• [Aufgabenstellung]:
Wie lautet die Stelle im Text über Nils Koppruch, die mit „Backstage unterm Neonlicht“ beginnt und mit „überwiegend hier aufgenommen.“ endet? Gib sie wortgetreu wieder.

• [Textauszug]:
Backstage unterm Neonlicht
Der Hamburger Songschreiber Nils Koppruch hat erkannt: Manchmal hilft nur Weitermachen.
Es gibt gute Nachrichten für den Kulturstandort Hamburg, zuletzt von Berlin-Exodus bis Elbphilharmonie-Debatte arg gebeutelt. Nils Koppruch bleibt der Hansestadt erhalten und sagt: „Ich würde nicht auf die Idee kommen zu sagen, dass die Kulturpolitik hier Einfluss auf mich hat. Ich wollte noch nie was haben von irgendwelchen Leuten, um meine Musik machen zu können.“ Also macht der Ex-Fink-Chef einfach weiter, unter einer Tanzschule, in einem mühe- und liebevoll restaurierten Hinterhofsouterrain zwischen Schanzenviertel und St. Pauli. Dort wird’s langsam eng, nachdem er erst ein Klavier und dann auch noch ein Harmonium geschenkt bekam, auf dem sich jetzt die Textberge für „Caruso“ türmen. Auch das neue Album wurde überwiegend hier aufgenommen.

• [Vorliegende Zeilen]:
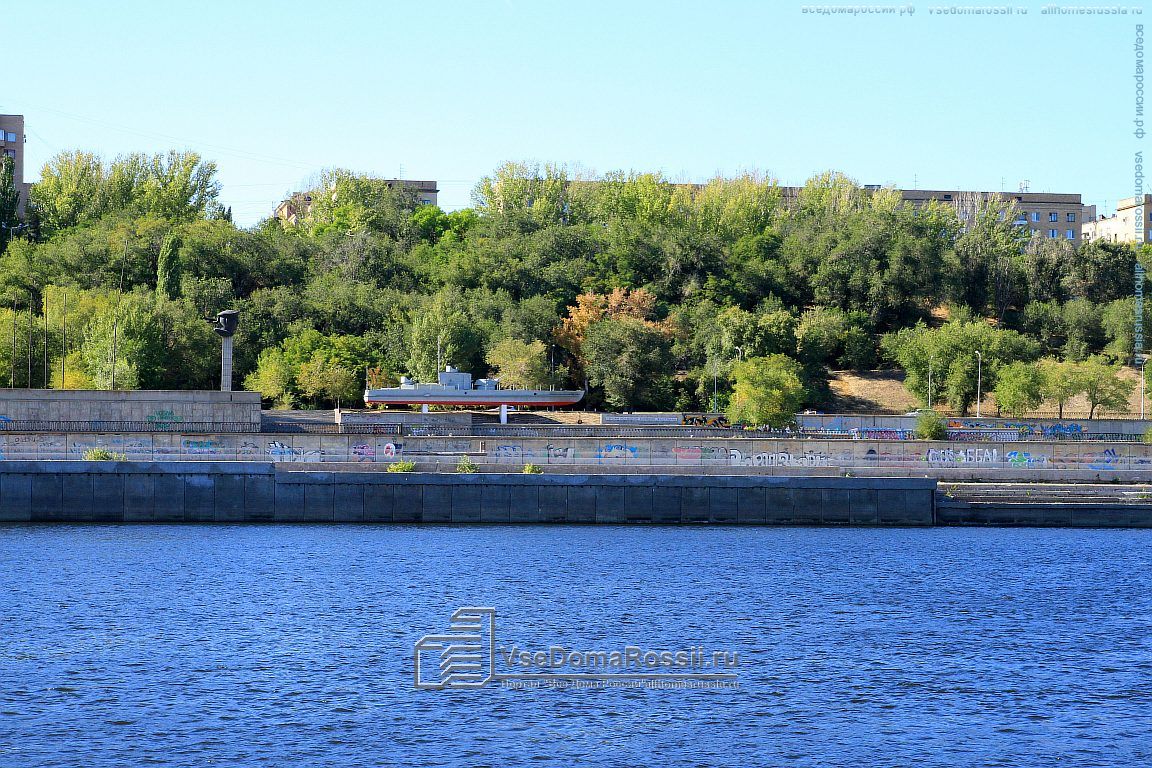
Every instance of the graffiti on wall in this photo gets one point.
(779, 458)
(962, 456)
(281, 451)
(1025, 459)
(164, 416)
(618, 450)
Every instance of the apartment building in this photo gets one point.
(12, 145)
(297, 205)
(1048, 214)
(1128, 225)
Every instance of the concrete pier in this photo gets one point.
(262, 492)
(259, 492)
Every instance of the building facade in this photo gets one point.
(12, 145)
(1130, 223)
(1046, 214)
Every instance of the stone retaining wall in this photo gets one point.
(243, 492)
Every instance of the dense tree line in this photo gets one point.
(653, 295)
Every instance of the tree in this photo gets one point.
(766, 390)
(1103, 386)
(168, 268)
(521, 364)
(9, 200)
(274, 378)
(949, 352)
(323, 378)
(441, 335)
(630, 360)
(1018, 388)
(1060, 381)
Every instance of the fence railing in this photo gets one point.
(100, 425)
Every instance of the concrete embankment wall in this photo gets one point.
(143, 405)
(1037, 459)
(241, 492)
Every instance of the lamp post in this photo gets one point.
(979, 392)
(1144, 362)
(225, 325)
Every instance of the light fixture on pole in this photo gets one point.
(226, 326)
(1144, 362)
(979, 390)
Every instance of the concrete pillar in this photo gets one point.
(226, 364)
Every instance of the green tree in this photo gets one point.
(520, 364)
(168, 268)
(1018, 388)
(1060, 381)
(274, 378)
(949, 351)
(766, 390)
(325, 379)
(1104, 388)
(631, 362)
(9, 200)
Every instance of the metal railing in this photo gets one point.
(100, 425)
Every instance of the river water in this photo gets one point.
(294, 645)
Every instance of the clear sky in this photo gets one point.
(277, 91)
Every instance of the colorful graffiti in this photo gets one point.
(165, 416)
(704, 420)
(618, 450)
(1023, 458)
(779, 458)
(962, 456)
(280, 451)
(560, 451)
(883, 433)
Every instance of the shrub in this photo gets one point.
(104, 455)
(930, 426)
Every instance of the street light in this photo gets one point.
(930, 385)
(1144, 362)
(979, 371)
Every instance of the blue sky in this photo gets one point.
(277, 91)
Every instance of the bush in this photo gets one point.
(104, 455)
(930, 426)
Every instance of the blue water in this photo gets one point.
(293, 645)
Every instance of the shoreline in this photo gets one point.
(262, 492)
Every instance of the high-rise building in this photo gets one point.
(12, 145)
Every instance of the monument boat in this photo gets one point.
(456, 388)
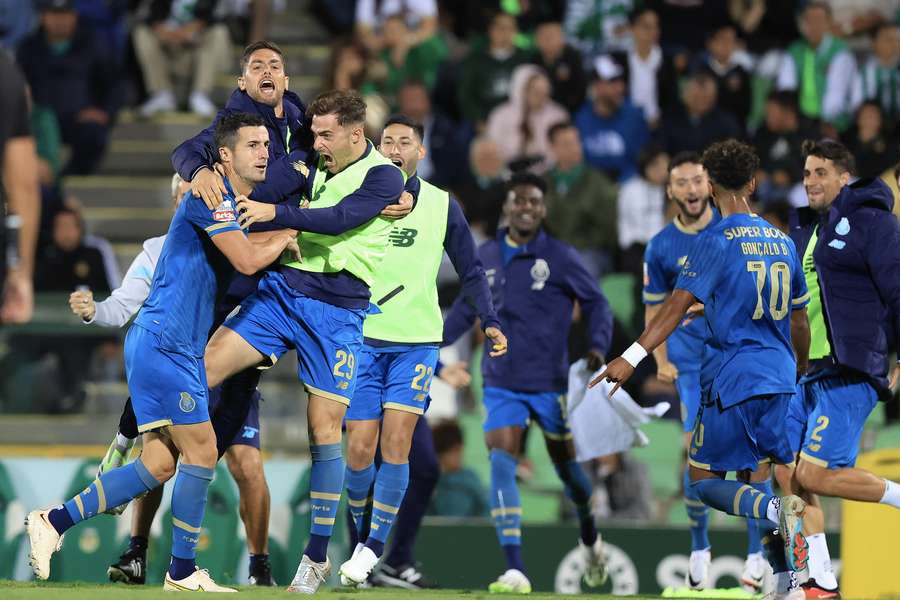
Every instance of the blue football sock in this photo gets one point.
(112, 489)
(698, 514)
(359, 491)
(390, 487)
(506, 508)
(325, 486)
(733, 497)
(578, 489)
(755, 527)
(188, 505)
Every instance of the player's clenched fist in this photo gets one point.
(82, 304)
(499, 345)
(618, 372)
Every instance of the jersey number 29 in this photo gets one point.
(779, 285)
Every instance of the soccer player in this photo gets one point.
(537, 280)
(747, 275)
(165, 369)
(240, 445)
(678, 359)
(850, 245)
(399, 356)
(317, 305)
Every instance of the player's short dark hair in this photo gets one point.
(638, 12)
(683, 158)
(730, 164)
(447, 435)
(228, 126)
(398, 119)
(260, 45)
(557, 128)
(347, 105)
(647, 155)
(828, 149)
(526, 178)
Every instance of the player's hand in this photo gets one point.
(18, 298)
(401, 209)
(618, 372)
(595, 359)
(291, 245)
(251, 211)
(695, 311)
(666, 372)
(82, 304)
(499, 346)
(456, 375)
(209, 185)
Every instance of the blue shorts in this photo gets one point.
(506, 408)
(166, 387)
(743, 436)
(688, 387)
(278, 318)
(392, 378)
(840, 404)
(235, 423)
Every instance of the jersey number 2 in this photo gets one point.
(779, 284)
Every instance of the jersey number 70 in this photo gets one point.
(779, 284)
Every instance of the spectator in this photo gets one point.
(870, 141)
(459, 491)
(612, 129)
(487, 72)
(879, 79)
(598, 26)
(766, 25)
(17, 20)
(420, 17)
(398, 61)
(69, 70)
(446, 149)
(519, 126)
(68, 262)
(581, 201)
(700, 122)
(820, 68)
(184, 38)
(641, 214)
(482, 193)
(562, 62)
(731, 67)
(348, 68)
(652, 76)
(778, 143)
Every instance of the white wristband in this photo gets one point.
(634, 355)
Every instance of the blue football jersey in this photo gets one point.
(665, 256)
(748, 275)
(190, 275)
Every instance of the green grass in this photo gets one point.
(13, 590)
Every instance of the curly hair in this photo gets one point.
(730, 164)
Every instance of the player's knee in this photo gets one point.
(811, 477)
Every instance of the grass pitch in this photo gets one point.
(16, 590)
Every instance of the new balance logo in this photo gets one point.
(403, 238)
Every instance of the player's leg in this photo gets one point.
(398, 567)
(45, 528)
(688, 387)
(827, 459)
(737, 439)
(131, 567)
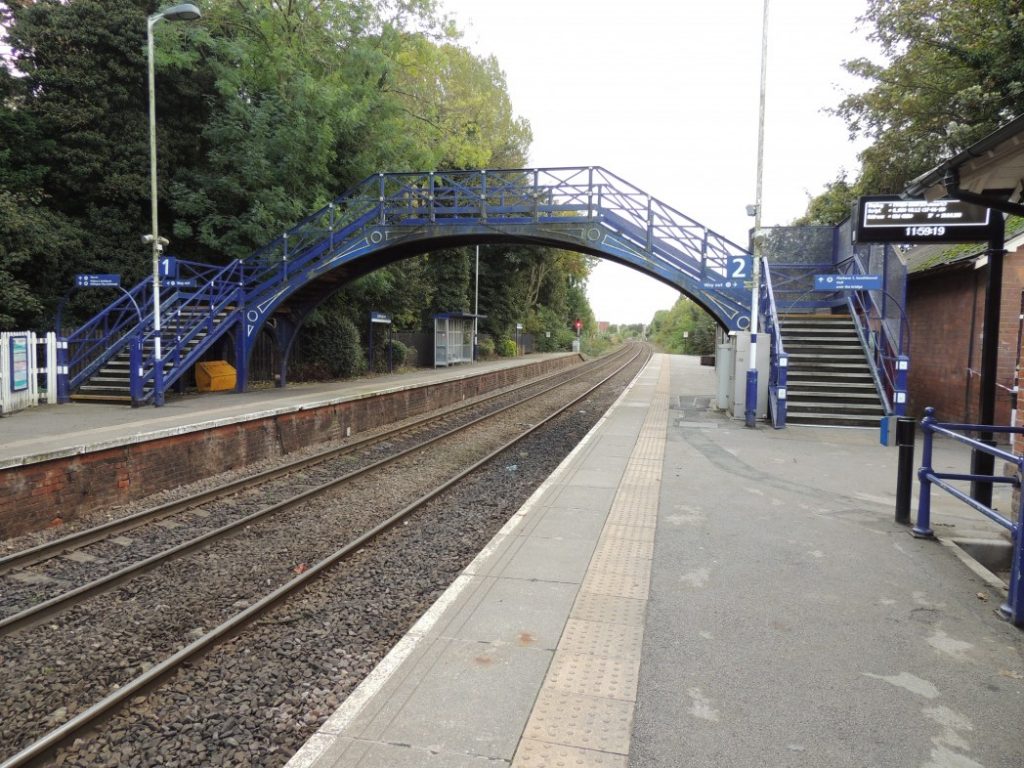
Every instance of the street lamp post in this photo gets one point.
(183, 12)
(751, 412)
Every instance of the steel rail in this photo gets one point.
(59, 603)
(72, 542)
(45, 745)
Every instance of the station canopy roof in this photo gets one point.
(989, 173)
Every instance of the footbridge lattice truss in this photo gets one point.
(390, 216)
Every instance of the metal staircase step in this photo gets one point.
(828, 382)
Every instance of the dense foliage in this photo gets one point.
(686, 329)
(951, 73)
(265, 111)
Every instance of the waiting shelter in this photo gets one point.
(454, 338)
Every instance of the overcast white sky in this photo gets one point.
(665, 94)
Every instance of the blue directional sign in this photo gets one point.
(97, 281)
(848, 283)
(737, 274)
(723, 284)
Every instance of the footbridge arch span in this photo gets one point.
(391, 216)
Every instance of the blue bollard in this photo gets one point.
(924, 527)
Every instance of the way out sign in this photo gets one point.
(738, 271)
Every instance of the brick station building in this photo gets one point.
(945, 307)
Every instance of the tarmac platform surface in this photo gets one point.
(687, 592)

• [Erwartete Antwort]:
Backstage unterm Neonlicht
Der Hamburger Songschreiber Nils Koppruch hat erkannt: Manchmal hilft nur Weitermachen.
Es gibt gute Nachrichten für den Kulturstandort Hamburg, zuletzt von Berlin-Exodus bis Elbphilharmonie-Debatte arg gebeutelt. Nils Koppruch bleibt der Hansestadt erhalten und sagt: „Ich würde nicht auf die Idee kommen zu sagen, dass die Kulturpolitik hier Einfluss auf mich hat. Ich wollte noch nie was haben von irgendwelchen Leuten, um meine Musik machen zu können.“ Also macht der Ex-Fink-Chef einfach weiter, unter einer Tanzschule, in einem mühe- und liebevoll restaurierten Hinterhofsouterrain zwischen Schanzenviertel und St. Pauli. Dort wird’s langsam eng, nachdem er erst ein Klavier und dann auch noch ein Harmonium geschenkt bekam, auf dem sich jetzt die Textberge für „Caruso“ türmen. Auch das neue Album wurde überwiegend hier aufgenommen.